■ UIT TE VOEREN OPDRACHT ■
Beantwoord deze vragen aan de hand van de tekst over bomen hieronder:
1. Hoe vaak moeten bomen op locaties met verhoogde gevaarzetting minimaal worden gecontroleerd?
2. Waar staat de afkorting VTA voor?
3. Voor welke periode legt het nieuwe milieubeleidsplan de koers en ambitie vast?

2) Verhoogde zorgplicht

Verplichting om bomen op locaties met verhoogde gevaarzetting (pleinen, winkelcentra, speelplaatsen etc.) tenminste 1 keer per jaar te laten controleren.

 

3) Onderzoeksplicht

Geldt voor bomen waarbij uitwendige gebreken of symptomen voor verborgen gebreken zijn vastgesteld, die een potentieel risico kunnen betekenen. Nader onderzoek moet uitwijzen wat de aard en ernst van die gebreken is en welke maatregelen noodzakelijk zijn.

De boomcontrole kan uit worden gevoerd aan de hand van de VTA-methode (Mattheck & Breloer, 1995). VTA staat voor Visual Tree Assessment, ofwel een visuele boomveiligheidsbeoordeling. De gemeente Opmeer heeft de VTA voor al haar 4690 bomen op orde.

 

Omgevingsvergunning bomen kappen

Voor het kappen van een boom of houtopstand, kan het zijn dat er een omgevingsvergunning (voorheen kapvergunning) nodig is. Van kappen kan ook sprake zijn als er zeer drastisch wordt gesnoeid, bijvoorbeeld het verwijderen van de kroon uit een boom.

 

In de APV is opgenomen dat het verboden is om zonder kapvergunning bomen te vellen die deel uitmaken van de bomenlijst met kapvergunningsplichtige bomen en bomen die in de hoofdstructuur staan. In de lijst met kapvergunningsplichtige bomen staan zowel gemeentelijke als particuliere bomen opgenomen.

 

Door op deze lijst te kijken zou het voor de burger in een oogopslag helder moeten zijn of een aangevraagde boom wel of niet gekapt mag worden zonder vergunning. Naast de bomen op de kapvergunningsplichtige lijst zijn de gemeentelijke bomen in de hoofdstructuur kapvergunningsplichtig. Zie voor de lijst: https://www.opmeer.nl/inwoners/direct-regelen_44490/product/bomen-kappen_383.html

 

M.b.t. tot Herplant- instandhoudingsplicht van kapvergunningsplichtige bomen is opgenomen dat indien een houtopstand behorende bij een erkende waardevolle standplaats wordt geveld, op deze waardevolle standplaats te allen tijde, op korte termijn, een nieuwe duurzame houtopstand op juiste wijze te worden aangeplant

 

Gemeentelijk beleid

Milieubeleidsplan 2012-2015

Het nieuwe milieubeleidsplan legt voor de periode 2012-2015 de koers en ambitie op het gebied van milieu en duurzaamheid vast. Het milieubeleidsplan staat niet op zichzelf. Het milieubeleid is steeds meer verweven met andere beleidsterreinen.

■ BRONGEGEVENS ■
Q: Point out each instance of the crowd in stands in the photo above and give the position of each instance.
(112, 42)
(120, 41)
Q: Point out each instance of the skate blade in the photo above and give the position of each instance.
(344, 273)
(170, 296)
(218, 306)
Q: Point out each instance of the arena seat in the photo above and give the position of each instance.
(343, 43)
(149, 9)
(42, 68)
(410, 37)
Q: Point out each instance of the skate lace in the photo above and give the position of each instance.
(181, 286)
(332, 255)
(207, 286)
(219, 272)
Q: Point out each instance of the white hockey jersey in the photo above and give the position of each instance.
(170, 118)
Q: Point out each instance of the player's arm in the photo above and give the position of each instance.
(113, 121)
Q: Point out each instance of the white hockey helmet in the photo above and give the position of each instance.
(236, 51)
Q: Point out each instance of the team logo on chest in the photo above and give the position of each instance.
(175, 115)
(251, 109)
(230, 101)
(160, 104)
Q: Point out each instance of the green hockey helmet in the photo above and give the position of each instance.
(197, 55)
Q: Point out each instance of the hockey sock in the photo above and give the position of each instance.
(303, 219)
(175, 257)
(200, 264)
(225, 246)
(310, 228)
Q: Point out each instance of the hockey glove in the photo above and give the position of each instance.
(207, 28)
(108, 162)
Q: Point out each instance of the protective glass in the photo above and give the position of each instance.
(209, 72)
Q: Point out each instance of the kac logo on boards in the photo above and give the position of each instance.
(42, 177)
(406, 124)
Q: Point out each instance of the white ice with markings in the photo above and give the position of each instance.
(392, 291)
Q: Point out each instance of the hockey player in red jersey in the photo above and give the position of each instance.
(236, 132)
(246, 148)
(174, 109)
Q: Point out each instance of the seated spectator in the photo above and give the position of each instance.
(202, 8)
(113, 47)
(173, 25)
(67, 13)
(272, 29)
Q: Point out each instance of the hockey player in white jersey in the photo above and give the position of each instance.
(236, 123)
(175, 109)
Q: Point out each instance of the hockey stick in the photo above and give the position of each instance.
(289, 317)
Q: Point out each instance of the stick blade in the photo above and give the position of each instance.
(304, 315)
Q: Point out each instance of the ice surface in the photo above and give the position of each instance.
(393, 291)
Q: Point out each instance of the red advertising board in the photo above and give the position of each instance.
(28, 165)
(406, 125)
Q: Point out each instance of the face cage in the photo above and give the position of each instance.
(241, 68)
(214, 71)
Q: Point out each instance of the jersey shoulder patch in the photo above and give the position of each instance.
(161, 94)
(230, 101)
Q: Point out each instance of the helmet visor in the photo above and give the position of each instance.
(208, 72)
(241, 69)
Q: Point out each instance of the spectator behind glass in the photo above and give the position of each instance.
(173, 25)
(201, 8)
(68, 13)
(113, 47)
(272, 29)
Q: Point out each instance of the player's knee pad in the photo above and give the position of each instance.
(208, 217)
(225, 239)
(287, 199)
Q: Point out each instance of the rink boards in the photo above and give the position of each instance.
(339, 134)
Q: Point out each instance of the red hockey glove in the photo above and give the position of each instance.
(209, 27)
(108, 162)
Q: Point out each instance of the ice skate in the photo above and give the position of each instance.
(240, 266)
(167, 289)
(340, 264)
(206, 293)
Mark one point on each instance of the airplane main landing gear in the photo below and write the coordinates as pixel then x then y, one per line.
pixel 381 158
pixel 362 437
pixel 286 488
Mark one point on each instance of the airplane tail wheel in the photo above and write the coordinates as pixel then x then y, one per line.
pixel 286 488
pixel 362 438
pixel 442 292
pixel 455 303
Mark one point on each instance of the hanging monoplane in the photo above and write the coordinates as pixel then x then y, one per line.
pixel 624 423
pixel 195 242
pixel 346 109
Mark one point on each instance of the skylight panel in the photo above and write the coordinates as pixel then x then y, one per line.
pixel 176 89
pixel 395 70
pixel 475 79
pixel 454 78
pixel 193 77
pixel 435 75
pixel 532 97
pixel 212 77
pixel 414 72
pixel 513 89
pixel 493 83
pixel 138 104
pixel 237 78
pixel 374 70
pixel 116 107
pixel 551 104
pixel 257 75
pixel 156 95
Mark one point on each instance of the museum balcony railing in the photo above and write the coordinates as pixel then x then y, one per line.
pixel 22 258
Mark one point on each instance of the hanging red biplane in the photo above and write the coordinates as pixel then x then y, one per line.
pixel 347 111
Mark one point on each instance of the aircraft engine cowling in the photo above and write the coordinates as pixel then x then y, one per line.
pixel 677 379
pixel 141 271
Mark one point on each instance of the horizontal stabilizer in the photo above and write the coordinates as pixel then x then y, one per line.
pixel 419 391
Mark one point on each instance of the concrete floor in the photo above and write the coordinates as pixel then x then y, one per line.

■ UITWERKING OPDRACHT ■
1. Ten minste 1 keer per jaar.
2. Visual Tree Assessment, ofwel een visuele boomveiligheidsbeoordeling.
3. Voor de periode 2012-2015.